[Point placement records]
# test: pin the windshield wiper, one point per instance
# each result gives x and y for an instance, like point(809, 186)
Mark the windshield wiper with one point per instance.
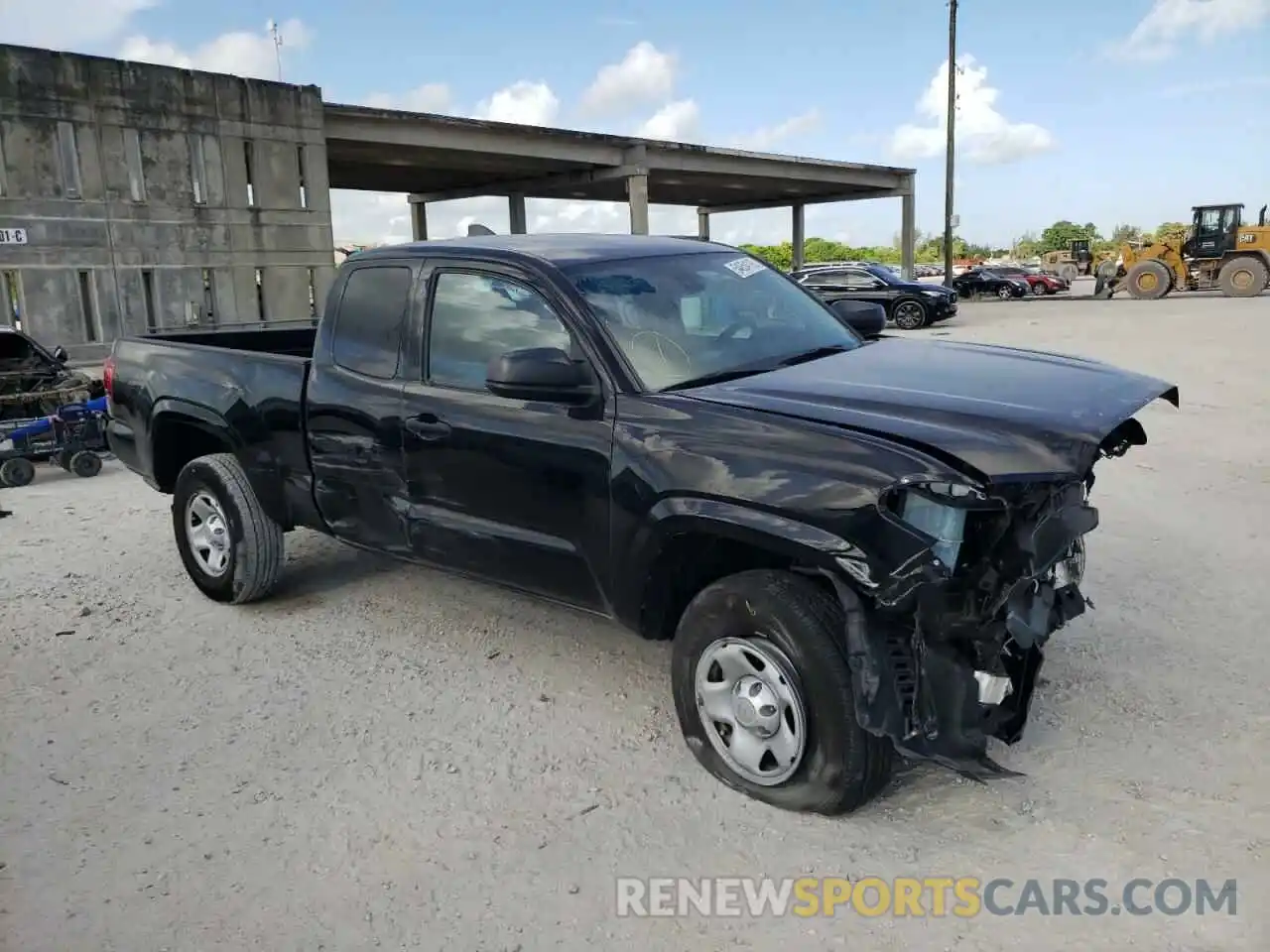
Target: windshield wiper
point(813, 354)
point(719, 377)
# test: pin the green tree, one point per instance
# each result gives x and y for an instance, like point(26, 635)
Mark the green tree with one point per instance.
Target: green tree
point(1060, 235)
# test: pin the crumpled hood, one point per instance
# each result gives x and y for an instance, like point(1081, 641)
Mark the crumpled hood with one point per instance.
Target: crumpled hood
point(1007, 413)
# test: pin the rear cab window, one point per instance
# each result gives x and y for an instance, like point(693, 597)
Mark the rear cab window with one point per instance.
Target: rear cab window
point(371, 317)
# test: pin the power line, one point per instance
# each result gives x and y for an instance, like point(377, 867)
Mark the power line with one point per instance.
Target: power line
point(949, 146)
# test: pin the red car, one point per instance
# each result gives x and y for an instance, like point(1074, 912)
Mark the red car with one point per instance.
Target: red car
point(1038, 282)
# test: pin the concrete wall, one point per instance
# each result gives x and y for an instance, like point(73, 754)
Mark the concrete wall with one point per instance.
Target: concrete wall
point(173, 239)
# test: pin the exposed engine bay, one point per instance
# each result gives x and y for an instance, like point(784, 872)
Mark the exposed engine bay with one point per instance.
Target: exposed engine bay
point(35, 384)
point(955, 636)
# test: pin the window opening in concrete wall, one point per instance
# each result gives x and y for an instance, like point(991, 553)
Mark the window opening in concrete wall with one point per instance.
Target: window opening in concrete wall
point(249, 163)
point(198, 169)
point(209, 295)
point(259, 294)
point(148, 289)
point(132, 157)
point(304, 177)
point(10, 298)
point(87, 304)
point(67, 158)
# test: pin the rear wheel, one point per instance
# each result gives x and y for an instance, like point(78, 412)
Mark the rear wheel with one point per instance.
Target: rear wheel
point(911, 315)
point(1242, 277)
point(1148, 281)
point(231, 548)
point(85, 463)
point(763, 694)
point(17, 471)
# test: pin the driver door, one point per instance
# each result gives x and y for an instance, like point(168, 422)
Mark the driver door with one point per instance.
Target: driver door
point(511, 490)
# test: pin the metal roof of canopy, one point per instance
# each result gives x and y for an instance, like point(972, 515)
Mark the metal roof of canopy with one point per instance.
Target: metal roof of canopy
point(441, 158)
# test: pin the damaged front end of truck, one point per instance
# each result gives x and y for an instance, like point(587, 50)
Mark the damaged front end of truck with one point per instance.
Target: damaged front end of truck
point(964, 581)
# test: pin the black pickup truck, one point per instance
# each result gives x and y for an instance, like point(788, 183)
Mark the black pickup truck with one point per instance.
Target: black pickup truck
point(857, 547)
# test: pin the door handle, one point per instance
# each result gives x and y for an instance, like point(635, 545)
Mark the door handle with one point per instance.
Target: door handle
point(429, 428)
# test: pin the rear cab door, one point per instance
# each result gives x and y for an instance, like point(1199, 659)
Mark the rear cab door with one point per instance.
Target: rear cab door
point(353, 403)
point(512, 490)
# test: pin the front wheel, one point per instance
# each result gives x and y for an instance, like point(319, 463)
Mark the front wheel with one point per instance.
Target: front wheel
point(231, 548)
point(765, 698)
point(910, 315)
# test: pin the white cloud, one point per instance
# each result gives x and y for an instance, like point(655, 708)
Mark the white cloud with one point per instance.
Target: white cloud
point(525, 102)
point(984, 135)
point(644, 75)
point(770, 136)
point(674, 121)
point(429, 98)
point(240, 53)
point(1170, 21)
point(67, 24)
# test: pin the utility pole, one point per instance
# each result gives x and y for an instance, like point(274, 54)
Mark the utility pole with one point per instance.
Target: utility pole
point(272, 26)
point(952, 141)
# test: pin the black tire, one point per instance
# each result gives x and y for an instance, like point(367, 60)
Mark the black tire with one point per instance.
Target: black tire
point(910, 313)
point(1148, 281)
point(85, 463)
point(17, 472)
point(1245, 276)
point(842, 766)
point(255, 540)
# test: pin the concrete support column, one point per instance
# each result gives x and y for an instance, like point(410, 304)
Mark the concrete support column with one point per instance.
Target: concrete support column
point(798, 239)
point(907, 231)
point(636, 197)
point(418, 218)
point(516, 212)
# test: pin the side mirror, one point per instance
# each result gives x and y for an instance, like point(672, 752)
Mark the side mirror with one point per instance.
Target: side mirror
point(539, 373)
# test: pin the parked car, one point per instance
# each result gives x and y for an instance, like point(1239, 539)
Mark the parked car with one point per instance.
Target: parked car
point(857, 547)
point(1037, 282)
point(910, 303)
point(865, 317)
point(985, 281)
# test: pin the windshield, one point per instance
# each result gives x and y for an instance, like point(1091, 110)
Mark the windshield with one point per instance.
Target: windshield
point(691, 317)
point(881, 271)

- Given instruction:
Repeat the lines from the one containing "# test: pin the side" through the end of the lines, inclusive.

- Completed exercise:
# test: pin the side mirror, one point per instance
# each result gives x and y for an instance, like point(672, 752)
Mark the side mirror with one point per instance.
Target: side mirror
point(539, 373)
# test: pin the parked car, one point per instance
# each result gives x and y for an instance, like point(1239, 539)
Mark the parked car with one point per instance.
Target: parked car
point(857, 547)
point(1037, 282)
point(910, 303)
point(865, 317)
point(985, 281)
# test: pin the windshield, one point per instance
# each result gives x and y for an instance, like point(1091, 110)
Mark the windshield with one point per instance.
Target: windshield
point(691, 317)
point(881, 271)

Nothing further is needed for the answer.